Task to carry out - Do not copy the pictures; transcribe all other material exactly.

- - -

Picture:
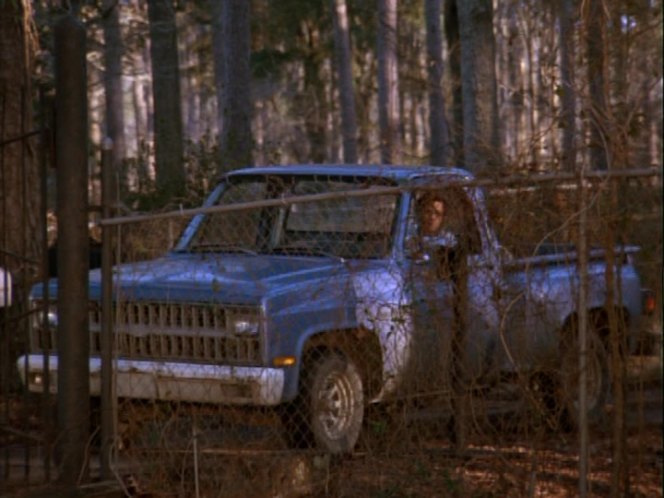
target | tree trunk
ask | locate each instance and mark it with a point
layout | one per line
(168, 141)
(113, 49)
(19, 181)
(236, 137)
(478, 80)
(437, 121)
(345, 79)
(595, 38)
(566, 19)
(313, 97)
(388, 82)
(218, 61)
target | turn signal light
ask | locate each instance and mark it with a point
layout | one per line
(649, 303)
(284, 361)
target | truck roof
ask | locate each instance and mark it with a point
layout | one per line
(399, 174)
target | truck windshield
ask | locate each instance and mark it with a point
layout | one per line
(335, 224)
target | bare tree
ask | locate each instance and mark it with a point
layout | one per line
(568, 98)
(388, 82)
(437, 121)
(481, 139)
(594, 19)
(454, 64)
(345, 79)
(19, 197)
(168, 141)
(113, 49)
(236, 137)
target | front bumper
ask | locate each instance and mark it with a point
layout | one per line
(169, 381)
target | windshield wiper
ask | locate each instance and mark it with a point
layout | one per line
(233, 248)
(305, 250)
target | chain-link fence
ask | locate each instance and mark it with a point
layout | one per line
(313, 333)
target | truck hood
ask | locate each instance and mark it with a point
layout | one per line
(229, 278)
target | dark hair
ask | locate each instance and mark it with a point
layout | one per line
(428, 198)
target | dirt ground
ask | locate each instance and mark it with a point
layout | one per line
(506, 457)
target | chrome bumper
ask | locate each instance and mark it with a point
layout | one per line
(169, 381)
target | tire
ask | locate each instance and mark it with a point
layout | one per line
(597, 376)
(330, 412)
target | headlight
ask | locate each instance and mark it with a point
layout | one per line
(50, 320)
(243, 323)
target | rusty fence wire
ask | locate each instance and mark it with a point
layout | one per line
(311, 338)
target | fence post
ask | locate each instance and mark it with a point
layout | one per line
(71, 138)
(582, 250)
(107, 398)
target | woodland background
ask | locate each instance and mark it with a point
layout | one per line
(188, 90)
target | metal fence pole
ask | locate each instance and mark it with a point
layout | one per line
(71, 135)
(582, 252)
(107, 426)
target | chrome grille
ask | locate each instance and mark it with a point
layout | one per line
(170, 331)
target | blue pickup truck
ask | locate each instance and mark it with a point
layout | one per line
(309, 288)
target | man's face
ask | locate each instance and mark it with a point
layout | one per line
(431, 217)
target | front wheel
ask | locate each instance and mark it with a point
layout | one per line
(331, 405)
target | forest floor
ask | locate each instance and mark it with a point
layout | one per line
(498, 462)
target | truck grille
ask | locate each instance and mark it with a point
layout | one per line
(170, 331)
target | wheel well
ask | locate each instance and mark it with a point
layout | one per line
(360, 345)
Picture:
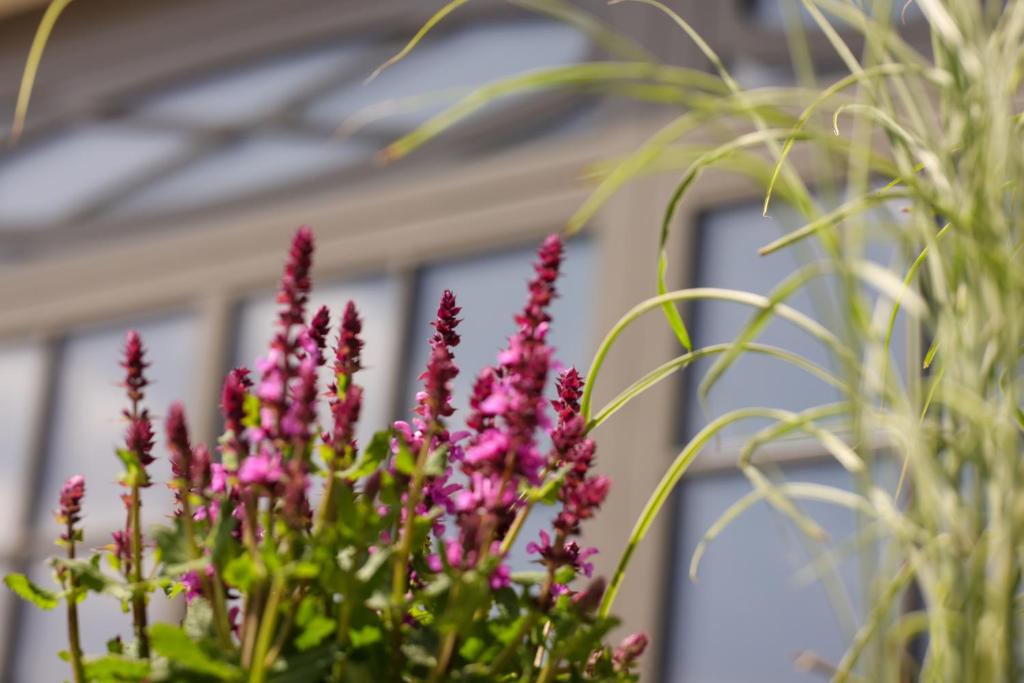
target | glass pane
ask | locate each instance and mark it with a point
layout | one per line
(20, 377)
(460, 59)
(775, 13)
(42, 634)
(87, 424)
(486, 289)
(253, 90)
(728, 240)
(378, 301)
(46, 182)
(749, 598)
(255, 164)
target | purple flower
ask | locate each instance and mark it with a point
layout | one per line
(314, 339)
(297, 423)
(181, 453)
(346, 396)
(295, 501)
(294, 290)
(507, 408)
(232, 407)
(448, 321)
(194, 586)
(134, 365)
(121, 548)
(70, 511)
(276, 367)
(262, 470)
(565, 554)
(629, 651)
(588, 600)
(138, 434)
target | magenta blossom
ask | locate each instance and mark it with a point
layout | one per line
(263, 469)
(70, 512)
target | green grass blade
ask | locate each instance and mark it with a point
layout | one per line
(42, 37)
(684, 360)
(836, 216)
(428, 26)
(802, 491)
(668, 484)
(798, 318)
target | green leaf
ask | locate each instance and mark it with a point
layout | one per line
(472, 648)
(175, 644)
(241, 572)
(364, 636)
(251, 408)
(116, 668)
(26, 590)
(436, 462)
(373, 564)
(199, 619)
(314, 632)
(404, 461)
(50, 16)
(303, 570)
(133, 474)
(371, 457)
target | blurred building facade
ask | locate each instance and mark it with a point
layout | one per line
(172, 147)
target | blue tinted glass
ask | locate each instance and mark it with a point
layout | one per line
(727, 257)
(775, 13)
(755, 607)
(378, 301)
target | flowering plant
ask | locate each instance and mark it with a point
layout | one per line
(304, 555)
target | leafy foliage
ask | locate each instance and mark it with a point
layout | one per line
(395, 570)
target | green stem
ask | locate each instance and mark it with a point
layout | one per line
(260, 660)
(212, 588)
(74, 642)
(138, 598)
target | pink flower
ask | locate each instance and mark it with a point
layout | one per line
(70, 511)
(261, 470)
(346, 397)
(134, 365)
(629, 651)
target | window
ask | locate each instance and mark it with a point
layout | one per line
(753, 611)
(757, 593)
(23, 381)
(379, 303)
(260, 126)
(774, 13)
(85, 426)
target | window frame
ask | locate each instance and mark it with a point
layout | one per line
(211, 260)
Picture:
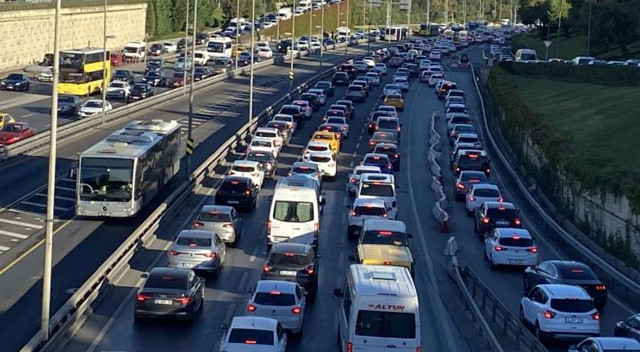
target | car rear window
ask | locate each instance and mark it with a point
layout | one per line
(251, 336)
(386, 324)
(214, 217)
(274, 298)
(572, 305)
(166, 281)
(577, 273)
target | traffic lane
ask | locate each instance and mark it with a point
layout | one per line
(227, 295)
(508, 280)
(84, 255)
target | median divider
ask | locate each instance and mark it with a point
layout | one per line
(71, 316)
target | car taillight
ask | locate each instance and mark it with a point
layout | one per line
(548, 314)
(182, 300)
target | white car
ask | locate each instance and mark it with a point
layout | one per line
(354, 177)
(365, 209)
(326, 162)
(320, 93)
(248, 333)
(92, 107)
(510, 246)
(248, 169)
(559, 311)
(480, 193)
(118, 90)
(281, 300)
(267, 145)
(270, 132)
(307, 110)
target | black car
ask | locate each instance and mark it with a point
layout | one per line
(628, 328)
(155, 78)
(295, 262)
(327, 87)
(140, 91)
(170, 293)
(496, 214)
(268, 162)
(238, 192)
(201, 73)
(154, 64)
(15, 81)
(123, 75)
(340, 79)
(390, 150)
(567, 272)
(68, 105)
(156, 49)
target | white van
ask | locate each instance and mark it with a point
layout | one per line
(135, 51)
(295, 212)
(379, 186)
(381, 310)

- - -

Written answer -
Picture:
target | tree trunk
ask | locate each instance and mark it with a point
layout | one per line
(168, 141)
(113, 49)
(19, 181)
(236, 137)
(478, 80)
(437, 121)
(345, 79)
(595, 38)
(566, 19)
(313, 97)
(388, 82)
(218, 61)
target | turn signal light
ask | locate each instance and mark it with a point
layout | one per line
(649, 303)
(284, 361)
target | truck roof
ask | locate each instance and mark it with a point
layout | one per line
(399, 174)
target | truck windshield
ask | locate each instance and mark it with a point
layout | one per line
(335, 224)
target | bare tree
ask | locate each instance and mark it with a point
layout | one per line
(568, 98)
(388, 82)
(437, 121)
(481, 139)
(594, 19)
(454, 64)
(345, 79)
(19, 197)
(168, 141)
(113, 49)
(236, 137)
target | front bumper
ask | locate each instance and mark it with a point
layout | one per line
(169, 381)
target | windshield wiper
ask | locate each instance and mark it with a point
layout | one per line
(233, 248)
(305, 250)
target | chain-link fence
ask | locate each instance and mark it with a point
layout | one per line
(313, 333)
target | truck hood
ask | locate each instance and mark it with a point
layout | one per line
(229, 278)
target | dark hair
ask | locate each instance and mark it with a point
layout | one per line
(428, 198)
target | dirt ground
ask | locate each instance and mark it with a point
layout | one per line
(506, 457)
target | chrome bumper
ask | locate each instance and mark it with a point
layout | one per line
(169, 381)
target | tire
ask | locate each instance and mark it with a point
layout | one per line
(597, 376)
(330, 412)
target | headlight
ask | locate each instance and mark it with a point
layout | one per line
(50, 320)
(243, 323)
target | rusty fence wire
ask | locate each instance and mark it with a point
layout | one per line
(311, 338)
target | fence post
ask | locate each instance and mark it with a point
layout | one per line
(71, 138)
(582, 250)
(107, 398)
target | woodland background
ask | locate each instance and mark it with a point
layout | one per line
(188, 90)
target | metal fence pole
ask | locate each instance and mark it with a point
layout | one per line
(71, 135)
(582, 252)
(107, 426)
target | chrome grille
ask | locate each instance and mark it with a point
layout | one per line
(170, 331)
target | blue pickup truck
ask | locate each instance and mark it with a point
layout | one per line
(309, 288)
target | man's face
ask | locate each instance and mark it with a point
layout | one per line
(431, 217)
target | front wheel
ask | locate each instance and mark it with a point
layout | one per line
(331, 405)
target | forest floor
ask | locate each instance and mark it with a point
layout | one per line
(498, 462)
target | truck grille
ask | locate each instance and mark it with a point
layout | one per line
(170, 331)
target | wheel well
ask | locate each instance and mark it with a point
layout | one per line
(360, 345)
Picture:
target | glass pane
ask | locate each instance and mark it with a point
layout | one per line
(20, 377)
(460, 59)
(775, 13)
(42, 634)
(87, 424)
(486, 289)
(253, 90)
(728, 240)
(378, 301)
(46, 182)
(749, 598)
(255, 164)
target | purple flower
ask | locate each instance and mark it with a point
layout | one per line
(314, 339)
(297, 423)
(181, 453)
(346, 396)
(295, 501)
(294, 290)
(507, 408)
(232, 407)
(448, 321)
(194, 586)
(134, 365)
(121, 548)
(70, 511)
(276, 367)
(262, 470)
(565, 554)
(629, 651)
(588, 600)
(138, 434)
target | magenta blossom
ask | locate each instance and mark it with a point
layout | one per line
(263, 469)
(70, 512)
target | green grass blade
ask | locate each instance and mark it with a point
layout | one per line
(42, 37)
(684, 360)
(836, 216)
(428, 26)
(802, 491)
(668, 484)
(798, 318)
target | green leaf
ask | locate each instance and mark it with a point
layout | one per line
(472, 648)
(175, 644)
(241, 572)
(364, 636)
(251, 408)
(116, 668)
(26, 590)
(436, 462)
(373, 564)
(199, 619)
(314, 632)
(404, 461)
(50, 16)
(303, 570)
(133, 474)
(371, 457)
target | blurred building facade
ask | locate each instance and mark it with a point
layout | one per line
(172, 147)
target | blue tinted glass
ask | locate each instance and mark it with a point
layout | one per line
(727, 257)
(775, 13)
(755, 607)
(378, 301)
target | flowering plant
ask | locate each instance and mark it with a point
layout | one per line
(304, 555)
target | leafy foliage
ask | locate each instance and mark it with a point
layout | one per line
(395, 570)
target | green stem
ask | locate each instance and mark it with a point
layout | one per line
(260, 660)
(212, 588)
(74, 642)
(138, 598)
target | pink flower
ask | locate each instance and mark it with a point
layout | one per line
(70, 511)
(261, 470)
(346, 397)
(134, 365)
(629, 651)
target | window
ask | locate each instance and mark it with a point
layout | one per line
(753, 611)
(757, 593)
(23, 381)
(379, 303)
(260, 126)
(774, 13)
(85, 426)
target | window frame
ask | locate each instance and mark it with a point
layout | one per line
(211, 260)
Picture:
target | car rear window
ask | locate each instance and mark it with a point
layout | one per line
(251, 336)
(386, 324)
(214, 217)
(274, 298)
(572, 305)
(166, 281)
(577, 273)
target | traffic lane
ask | locate each instance and mark it with a point
layout | one per line
(227, 295)
(508, 280)
(84, 255)
target | median divider
ask | locate each instance and mark it with a point
layout | one per line
(71, 316)
target | car taillight
ask | locate each instance and mark it with a point
layout | one per line
(548, 314)
(182, 300)
target | white car
ask | locate each instance and mark it with a point
layout | one per line
(354, 177)
(365, 209)
(326, 162)
(320, 93)
(248, 333)
(92, 107)
(510, 246)
(248, 169)
(559, 311)
(480, 193)
(118, 90)
(281, 300)
(267, 145)
(270, 132)
(307, 110)
target | black car
ask | locate each instance and mark it with a point
layout | one per line
(628, 328)
(155, 78)
(295, 262)
(327, 87)
(140, 91)
(170, 293)
(496, 214)
(268, 162)
(238, 192)
(201, 73)
(154, 64)
(15, 81)
(123, 75)
(340, 79)
(390, 150)
(567, 272)
(68, 105)
(156, 49)
target | white van
ask | locate each instance and mark it with a point
layout | one per line
(135, 51)
(295, 212)
(379, 186)
(381, 310)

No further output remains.